* Begin Data listing *
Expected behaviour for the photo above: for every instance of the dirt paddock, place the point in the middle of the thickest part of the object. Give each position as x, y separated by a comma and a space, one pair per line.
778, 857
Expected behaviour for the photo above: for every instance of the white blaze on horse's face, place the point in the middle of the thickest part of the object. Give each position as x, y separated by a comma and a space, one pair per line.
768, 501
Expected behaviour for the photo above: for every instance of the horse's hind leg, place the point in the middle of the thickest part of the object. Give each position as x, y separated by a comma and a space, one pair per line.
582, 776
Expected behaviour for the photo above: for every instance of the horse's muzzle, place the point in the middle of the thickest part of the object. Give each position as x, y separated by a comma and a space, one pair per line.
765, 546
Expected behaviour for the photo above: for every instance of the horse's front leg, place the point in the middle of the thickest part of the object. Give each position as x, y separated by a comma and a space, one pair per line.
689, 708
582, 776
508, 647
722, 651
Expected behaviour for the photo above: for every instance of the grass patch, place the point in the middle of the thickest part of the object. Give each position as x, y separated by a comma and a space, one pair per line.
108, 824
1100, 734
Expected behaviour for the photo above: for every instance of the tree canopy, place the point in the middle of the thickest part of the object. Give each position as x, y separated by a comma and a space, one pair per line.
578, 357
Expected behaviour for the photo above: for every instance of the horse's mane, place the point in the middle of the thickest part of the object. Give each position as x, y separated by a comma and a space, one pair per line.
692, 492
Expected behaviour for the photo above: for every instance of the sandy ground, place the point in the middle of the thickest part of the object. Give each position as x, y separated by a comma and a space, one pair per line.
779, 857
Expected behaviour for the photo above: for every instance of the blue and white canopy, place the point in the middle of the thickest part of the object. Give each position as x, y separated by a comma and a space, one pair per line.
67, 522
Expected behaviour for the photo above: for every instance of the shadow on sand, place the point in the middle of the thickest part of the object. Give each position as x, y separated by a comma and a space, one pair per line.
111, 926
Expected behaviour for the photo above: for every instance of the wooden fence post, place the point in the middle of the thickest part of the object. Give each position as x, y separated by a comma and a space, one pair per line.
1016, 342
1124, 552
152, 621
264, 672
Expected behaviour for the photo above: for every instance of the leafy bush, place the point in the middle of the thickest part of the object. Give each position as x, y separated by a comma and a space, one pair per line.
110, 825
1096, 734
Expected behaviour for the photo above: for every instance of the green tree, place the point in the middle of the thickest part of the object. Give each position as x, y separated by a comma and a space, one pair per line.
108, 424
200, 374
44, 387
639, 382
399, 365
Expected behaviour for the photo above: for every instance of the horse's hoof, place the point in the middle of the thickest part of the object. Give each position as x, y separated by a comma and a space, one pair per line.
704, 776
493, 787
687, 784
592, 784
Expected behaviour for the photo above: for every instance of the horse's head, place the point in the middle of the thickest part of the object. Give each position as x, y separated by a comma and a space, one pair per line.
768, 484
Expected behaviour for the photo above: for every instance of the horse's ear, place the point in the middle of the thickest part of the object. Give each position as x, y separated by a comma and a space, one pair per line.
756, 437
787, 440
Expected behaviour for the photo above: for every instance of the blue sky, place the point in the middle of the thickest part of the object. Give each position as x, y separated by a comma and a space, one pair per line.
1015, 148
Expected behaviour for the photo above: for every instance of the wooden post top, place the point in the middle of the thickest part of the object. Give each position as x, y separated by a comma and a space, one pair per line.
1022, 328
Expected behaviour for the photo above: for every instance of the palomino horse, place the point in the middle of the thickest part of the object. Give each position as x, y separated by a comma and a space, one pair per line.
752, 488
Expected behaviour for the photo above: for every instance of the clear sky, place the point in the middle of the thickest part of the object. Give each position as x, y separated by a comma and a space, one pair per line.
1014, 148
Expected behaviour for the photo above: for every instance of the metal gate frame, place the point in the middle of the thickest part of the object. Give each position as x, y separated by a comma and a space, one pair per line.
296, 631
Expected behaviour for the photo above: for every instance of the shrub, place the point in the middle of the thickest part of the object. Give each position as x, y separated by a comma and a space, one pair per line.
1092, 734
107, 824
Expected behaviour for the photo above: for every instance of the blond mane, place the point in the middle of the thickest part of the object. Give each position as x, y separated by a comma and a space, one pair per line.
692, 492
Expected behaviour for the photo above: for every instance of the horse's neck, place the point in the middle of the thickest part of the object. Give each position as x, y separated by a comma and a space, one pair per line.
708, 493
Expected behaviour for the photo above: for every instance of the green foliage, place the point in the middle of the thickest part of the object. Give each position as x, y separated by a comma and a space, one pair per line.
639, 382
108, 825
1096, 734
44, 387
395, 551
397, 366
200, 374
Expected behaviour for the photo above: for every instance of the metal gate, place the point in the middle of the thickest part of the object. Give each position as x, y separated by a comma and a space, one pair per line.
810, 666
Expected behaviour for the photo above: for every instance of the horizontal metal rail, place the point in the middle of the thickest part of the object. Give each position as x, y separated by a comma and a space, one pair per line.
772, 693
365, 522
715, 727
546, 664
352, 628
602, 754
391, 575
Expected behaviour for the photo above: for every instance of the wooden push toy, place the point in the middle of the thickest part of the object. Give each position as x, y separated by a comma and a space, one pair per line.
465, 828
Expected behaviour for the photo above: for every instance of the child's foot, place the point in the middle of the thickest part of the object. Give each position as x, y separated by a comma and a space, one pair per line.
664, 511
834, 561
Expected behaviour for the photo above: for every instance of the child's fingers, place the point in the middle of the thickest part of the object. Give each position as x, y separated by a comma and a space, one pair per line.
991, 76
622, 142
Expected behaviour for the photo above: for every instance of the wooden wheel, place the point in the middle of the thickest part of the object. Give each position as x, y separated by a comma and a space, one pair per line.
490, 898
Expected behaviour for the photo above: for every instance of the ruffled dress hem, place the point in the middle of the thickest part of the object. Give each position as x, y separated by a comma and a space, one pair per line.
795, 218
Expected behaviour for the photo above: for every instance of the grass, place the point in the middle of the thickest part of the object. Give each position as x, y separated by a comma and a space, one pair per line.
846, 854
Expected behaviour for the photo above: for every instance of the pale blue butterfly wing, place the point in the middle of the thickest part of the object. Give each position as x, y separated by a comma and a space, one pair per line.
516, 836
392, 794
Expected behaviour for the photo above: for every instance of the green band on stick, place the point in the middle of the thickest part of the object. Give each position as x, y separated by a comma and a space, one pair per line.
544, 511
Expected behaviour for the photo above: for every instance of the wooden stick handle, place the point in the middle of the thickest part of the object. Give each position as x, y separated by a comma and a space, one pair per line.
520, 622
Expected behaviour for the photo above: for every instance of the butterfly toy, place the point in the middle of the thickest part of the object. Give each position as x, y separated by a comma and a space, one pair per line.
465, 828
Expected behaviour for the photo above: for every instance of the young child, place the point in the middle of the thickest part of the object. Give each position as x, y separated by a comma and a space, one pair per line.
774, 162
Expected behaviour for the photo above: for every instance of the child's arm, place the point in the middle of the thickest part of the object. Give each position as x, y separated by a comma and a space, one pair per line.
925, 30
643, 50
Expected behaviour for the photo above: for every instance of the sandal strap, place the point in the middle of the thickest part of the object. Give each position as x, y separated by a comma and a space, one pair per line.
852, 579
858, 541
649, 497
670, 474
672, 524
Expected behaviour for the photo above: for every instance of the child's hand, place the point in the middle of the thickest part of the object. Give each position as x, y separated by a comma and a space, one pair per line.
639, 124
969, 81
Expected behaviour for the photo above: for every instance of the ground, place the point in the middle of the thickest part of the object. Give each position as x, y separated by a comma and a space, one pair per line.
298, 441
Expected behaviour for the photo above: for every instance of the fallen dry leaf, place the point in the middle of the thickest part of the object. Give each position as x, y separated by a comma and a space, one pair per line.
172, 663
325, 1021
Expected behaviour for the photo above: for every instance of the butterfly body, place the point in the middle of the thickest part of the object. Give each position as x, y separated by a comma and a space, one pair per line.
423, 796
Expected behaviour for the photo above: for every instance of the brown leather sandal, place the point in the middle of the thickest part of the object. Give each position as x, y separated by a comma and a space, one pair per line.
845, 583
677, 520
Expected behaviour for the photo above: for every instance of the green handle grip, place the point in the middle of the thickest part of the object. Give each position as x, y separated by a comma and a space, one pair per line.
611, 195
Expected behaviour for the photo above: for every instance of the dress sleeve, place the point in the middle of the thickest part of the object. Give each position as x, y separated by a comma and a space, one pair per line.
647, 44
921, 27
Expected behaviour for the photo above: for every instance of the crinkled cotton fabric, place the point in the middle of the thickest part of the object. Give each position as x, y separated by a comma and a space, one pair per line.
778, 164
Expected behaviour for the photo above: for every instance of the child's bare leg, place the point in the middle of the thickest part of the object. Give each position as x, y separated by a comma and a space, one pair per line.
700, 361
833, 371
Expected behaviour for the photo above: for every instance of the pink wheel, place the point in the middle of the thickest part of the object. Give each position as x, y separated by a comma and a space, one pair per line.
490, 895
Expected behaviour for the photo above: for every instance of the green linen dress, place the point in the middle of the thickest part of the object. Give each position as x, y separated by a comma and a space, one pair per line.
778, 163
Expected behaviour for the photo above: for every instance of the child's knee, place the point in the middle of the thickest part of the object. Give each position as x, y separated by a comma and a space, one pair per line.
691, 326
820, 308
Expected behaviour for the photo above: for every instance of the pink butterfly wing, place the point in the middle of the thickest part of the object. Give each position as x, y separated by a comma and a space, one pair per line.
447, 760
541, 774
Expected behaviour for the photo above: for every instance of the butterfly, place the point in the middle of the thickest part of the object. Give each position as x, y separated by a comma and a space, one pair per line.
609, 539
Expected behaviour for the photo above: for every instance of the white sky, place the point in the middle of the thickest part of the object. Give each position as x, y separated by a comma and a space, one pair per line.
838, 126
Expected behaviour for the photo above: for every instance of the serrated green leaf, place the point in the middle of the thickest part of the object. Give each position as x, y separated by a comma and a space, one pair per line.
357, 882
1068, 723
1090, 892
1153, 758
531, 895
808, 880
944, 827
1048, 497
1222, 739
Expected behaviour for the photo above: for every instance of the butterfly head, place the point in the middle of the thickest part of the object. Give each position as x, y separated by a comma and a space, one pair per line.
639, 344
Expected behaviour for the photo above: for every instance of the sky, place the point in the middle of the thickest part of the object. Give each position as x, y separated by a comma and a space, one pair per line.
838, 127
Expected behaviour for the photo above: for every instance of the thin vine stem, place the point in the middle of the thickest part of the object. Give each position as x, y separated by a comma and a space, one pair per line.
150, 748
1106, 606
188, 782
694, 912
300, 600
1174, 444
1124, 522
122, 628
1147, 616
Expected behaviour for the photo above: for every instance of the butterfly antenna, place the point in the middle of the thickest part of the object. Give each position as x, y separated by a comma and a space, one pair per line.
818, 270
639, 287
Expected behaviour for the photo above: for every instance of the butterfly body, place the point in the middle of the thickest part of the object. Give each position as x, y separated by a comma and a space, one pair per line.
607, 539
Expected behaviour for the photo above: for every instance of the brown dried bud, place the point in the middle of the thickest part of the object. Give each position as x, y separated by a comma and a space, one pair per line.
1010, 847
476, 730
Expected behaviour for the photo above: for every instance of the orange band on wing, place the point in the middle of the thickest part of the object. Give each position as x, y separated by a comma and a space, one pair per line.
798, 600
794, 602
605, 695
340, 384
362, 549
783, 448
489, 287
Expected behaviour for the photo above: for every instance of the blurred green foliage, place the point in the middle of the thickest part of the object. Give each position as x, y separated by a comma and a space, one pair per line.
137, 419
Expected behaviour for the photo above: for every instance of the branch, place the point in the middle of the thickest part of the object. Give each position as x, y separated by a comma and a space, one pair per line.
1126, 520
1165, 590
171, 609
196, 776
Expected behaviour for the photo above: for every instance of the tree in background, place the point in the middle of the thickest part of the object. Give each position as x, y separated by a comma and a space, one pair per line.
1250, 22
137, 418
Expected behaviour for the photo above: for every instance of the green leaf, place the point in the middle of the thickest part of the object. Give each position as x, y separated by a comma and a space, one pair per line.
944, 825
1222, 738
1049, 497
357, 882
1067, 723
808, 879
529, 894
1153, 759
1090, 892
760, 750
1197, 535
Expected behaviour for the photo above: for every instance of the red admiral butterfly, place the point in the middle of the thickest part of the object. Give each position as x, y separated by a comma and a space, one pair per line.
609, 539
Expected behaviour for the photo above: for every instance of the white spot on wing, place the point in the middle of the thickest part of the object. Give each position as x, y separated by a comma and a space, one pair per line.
* End Data listing *
Take every line from the one containing "of the blurred" to the end of the listing and output it exactly, with nothing else.

Full solution:
Expected behaviour for the photo above: for every instance of the blurred green foliage, place the point in the middle of the thickest part of the object. Give each position as x, y separated by a comma and a space, one pair per line.
137, 419
Expected behaviour for the photo above: for every instance of the branch, place the point in the middle of the thickest part of the object. Give each position as x, y separated by a comma and a space, one pair per line.
1126, 520
1165, 590
171, 609
196, 776
Expected behaviour for the photo above: for every instance of the tree in background, place the point in the middle of the thickest part of the object. Give each position as x, y separated by a comma and a space, one pair per line.
1250, 22
137, 418
Expected behaviour for the photo above: for every instance of the green leaf, place the point in the middle of the thickest part of the object. Give each position as x, y separated by a comma and a space, one pair per line.
944, 825
1222, 738
1049, 497
357, 882
1067, 723
808, 879
529, 894
1153, 759
1090, 892
760, 750
1197, 535
Expected behaviour for the photo above: for every instance of the red admiral butterfly, place the point in the middle of the thickest part of the object. Give each position as x, y separated by a comma and a space, one pair per line.
609, 539
Expected behaviour for the photo above: for every instance of the white spot on wing, place the point in the middle of the thickest part of the object. Give each position as x, y separated by a comma and a space, one pair per line.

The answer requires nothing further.